= ABOUT THIS TASK =
Write out the line that contains "Pin every instance of the red", then every following line to the end of the records below, with no other lines and no changes.

= Natural language region descriptions =
______
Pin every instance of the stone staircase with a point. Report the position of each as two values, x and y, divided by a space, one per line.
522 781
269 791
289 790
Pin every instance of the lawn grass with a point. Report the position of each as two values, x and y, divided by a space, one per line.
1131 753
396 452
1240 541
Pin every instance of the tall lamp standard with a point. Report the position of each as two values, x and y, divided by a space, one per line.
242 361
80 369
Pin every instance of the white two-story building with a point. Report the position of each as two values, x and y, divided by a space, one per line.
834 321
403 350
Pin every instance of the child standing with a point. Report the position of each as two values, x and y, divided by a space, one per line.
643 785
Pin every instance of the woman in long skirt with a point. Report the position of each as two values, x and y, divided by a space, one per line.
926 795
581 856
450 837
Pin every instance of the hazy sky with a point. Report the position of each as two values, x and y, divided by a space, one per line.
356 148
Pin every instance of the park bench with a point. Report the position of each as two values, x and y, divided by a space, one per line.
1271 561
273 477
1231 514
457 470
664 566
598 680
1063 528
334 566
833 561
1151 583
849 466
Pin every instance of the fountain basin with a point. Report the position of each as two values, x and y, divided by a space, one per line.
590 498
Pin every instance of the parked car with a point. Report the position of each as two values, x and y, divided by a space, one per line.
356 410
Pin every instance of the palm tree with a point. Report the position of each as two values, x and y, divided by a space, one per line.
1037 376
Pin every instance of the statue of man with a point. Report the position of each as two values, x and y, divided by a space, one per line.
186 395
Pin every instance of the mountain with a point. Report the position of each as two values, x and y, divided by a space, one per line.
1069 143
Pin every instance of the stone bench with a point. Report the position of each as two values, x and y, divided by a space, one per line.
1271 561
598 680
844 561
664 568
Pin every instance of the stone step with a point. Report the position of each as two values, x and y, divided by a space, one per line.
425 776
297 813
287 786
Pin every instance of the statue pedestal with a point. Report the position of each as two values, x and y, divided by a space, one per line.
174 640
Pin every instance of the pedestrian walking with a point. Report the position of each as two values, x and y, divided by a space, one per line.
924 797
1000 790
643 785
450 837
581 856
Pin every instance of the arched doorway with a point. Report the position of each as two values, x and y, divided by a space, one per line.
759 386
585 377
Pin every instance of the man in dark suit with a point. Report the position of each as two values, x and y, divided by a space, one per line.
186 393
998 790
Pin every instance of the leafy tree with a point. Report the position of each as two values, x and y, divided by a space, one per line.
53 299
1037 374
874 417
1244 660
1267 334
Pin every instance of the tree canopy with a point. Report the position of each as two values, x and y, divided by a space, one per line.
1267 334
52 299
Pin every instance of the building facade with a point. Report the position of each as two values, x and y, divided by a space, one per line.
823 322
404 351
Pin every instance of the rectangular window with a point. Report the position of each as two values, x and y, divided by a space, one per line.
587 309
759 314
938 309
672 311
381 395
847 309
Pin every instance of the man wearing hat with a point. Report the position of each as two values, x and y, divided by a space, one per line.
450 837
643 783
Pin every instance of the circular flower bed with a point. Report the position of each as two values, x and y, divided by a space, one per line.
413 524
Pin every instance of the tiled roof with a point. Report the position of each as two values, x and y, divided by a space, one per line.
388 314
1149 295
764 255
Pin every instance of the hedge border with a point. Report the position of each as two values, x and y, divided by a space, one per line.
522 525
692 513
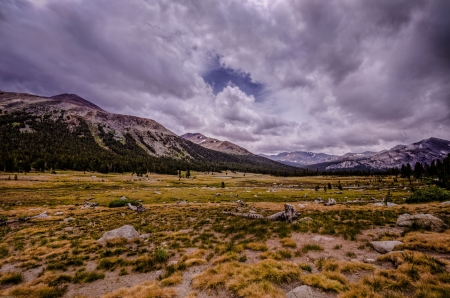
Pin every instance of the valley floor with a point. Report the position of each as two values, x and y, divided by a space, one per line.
189 248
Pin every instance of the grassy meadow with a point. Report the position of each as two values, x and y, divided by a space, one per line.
192 249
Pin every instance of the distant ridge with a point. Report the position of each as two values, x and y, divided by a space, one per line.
424 151
68 132
215 144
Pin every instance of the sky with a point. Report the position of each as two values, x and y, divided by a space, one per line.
308 75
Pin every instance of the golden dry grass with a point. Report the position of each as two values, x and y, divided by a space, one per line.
195 262
256 246
439 242
322 281
288 242
144 290
174 279
254 281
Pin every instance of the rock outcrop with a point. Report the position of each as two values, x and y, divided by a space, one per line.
138 208
127 232
301 292
425 221
385 246
288 215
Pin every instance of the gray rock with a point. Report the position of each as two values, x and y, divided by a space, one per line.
301 292
144 236
42 215
126 231
289 214
423 220
138 208
370 261
385 246
330 202
320 238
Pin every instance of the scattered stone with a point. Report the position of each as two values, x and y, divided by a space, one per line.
289 214
426 221
319 238
42 215
385 246
90 204
138 208
318 201
330 202
127 232
245 215
370 261
301 292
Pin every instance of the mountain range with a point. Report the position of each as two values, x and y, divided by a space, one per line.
68 132
215 144
424 151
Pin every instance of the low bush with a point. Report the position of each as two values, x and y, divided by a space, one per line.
11 278
121 203
430 194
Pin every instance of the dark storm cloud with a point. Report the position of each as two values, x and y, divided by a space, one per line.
309 75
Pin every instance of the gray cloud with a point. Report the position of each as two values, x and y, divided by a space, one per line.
336 76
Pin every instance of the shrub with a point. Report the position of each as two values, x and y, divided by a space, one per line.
311 247
256 246
4 251
432 193
87 277
121 203
11 278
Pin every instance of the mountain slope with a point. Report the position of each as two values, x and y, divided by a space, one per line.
300 158
424 151
215 144
66 131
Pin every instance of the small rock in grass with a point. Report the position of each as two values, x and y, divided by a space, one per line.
319 238
67 219
301 292
370 261
385 246
422 220
127 231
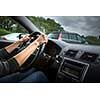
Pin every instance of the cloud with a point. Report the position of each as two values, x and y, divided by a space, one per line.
85 25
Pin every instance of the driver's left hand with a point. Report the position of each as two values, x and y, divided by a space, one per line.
25 39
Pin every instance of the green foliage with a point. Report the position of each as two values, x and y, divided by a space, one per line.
9 24
46 25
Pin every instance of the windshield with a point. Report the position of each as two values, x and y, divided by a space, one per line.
73 29
87 28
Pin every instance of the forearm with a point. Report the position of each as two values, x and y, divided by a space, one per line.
25 54
13 46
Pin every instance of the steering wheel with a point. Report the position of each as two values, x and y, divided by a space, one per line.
38 51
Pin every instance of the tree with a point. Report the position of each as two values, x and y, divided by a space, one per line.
48 24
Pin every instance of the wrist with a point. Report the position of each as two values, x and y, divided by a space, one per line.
36 42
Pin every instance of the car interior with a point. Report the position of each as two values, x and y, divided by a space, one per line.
61 62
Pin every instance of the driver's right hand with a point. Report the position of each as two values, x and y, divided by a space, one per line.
42 39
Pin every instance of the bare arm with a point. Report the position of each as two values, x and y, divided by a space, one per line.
24 55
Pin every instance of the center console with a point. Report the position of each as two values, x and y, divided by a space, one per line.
71 70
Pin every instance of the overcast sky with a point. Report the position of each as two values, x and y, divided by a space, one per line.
84 25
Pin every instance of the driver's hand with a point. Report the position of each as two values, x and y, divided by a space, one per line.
42 39
25 39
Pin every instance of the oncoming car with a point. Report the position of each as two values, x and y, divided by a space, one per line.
62 62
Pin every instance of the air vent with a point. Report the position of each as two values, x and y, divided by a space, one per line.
90 57
71 53
74 69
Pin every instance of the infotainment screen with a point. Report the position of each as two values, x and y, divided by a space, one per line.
71 71
73 68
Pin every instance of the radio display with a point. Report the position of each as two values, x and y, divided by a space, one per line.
71 72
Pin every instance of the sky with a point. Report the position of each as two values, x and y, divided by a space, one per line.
84 25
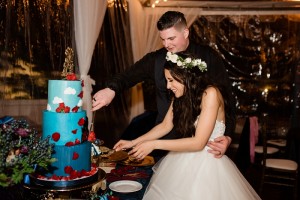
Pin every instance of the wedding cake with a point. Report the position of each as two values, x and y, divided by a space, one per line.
65 123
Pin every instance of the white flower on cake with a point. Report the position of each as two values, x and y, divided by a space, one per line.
70 90
79 103
57 100
48 107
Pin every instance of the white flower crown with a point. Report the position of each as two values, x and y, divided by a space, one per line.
187 62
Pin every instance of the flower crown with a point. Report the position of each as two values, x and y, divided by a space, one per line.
186 63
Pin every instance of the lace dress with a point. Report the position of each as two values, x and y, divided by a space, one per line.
198 175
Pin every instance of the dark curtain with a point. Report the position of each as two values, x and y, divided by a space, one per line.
112 55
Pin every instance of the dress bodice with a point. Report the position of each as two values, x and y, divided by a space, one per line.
219 129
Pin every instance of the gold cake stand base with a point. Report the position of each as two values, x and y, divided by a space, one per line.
45 192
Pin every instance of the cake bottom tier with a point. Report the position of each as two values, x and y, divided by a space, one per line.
70 160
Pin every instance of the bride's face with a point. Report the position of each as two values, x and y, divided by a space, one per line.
172 84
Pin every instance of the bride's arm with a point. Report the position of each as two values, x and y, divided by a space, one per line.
206 122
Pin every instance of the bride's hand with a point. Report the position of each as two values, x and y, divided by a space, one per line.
219 146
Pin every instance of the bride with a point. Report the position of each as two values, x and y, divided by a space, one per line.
197 112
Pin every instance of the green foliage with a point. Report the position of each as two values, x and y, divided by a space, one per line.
21 150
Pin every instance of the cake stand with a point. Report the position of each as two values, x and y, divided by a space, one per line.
47 191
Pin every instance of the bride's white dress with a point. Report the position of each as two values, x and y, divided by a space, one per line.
198 175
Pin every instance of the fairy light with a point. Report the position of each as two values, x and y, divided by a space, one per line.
156 2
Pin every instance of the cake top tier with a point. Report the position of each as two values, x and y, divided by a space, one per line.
64 96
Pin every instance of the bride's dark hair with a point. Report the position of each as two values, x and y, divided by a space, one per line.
187 107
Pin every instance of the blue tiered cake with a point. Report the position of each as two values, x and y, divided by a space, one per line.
65 122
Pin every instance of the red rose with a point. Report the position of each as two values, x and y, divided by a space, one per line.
69 144
71 77
75 156
75 109
68 169
81 121
92 136
74 174
80 95
55 136
67 109
77 141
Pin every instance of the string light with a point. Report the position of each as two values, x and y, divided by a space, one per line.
______
= ANSWER FOR THIS EXERCISE =
Pin every instance of the red rose with a point. Report the position of each as two values, x and y, divided by a space, one per line.
69 144
71 77
75 156
75 109
68 169
81 121
92 136
74 174
80 95
55 136
67 109
77 141
Pin every instance of the string light with a point. Report the position of each as two values, x and y, divided by a space, one per line.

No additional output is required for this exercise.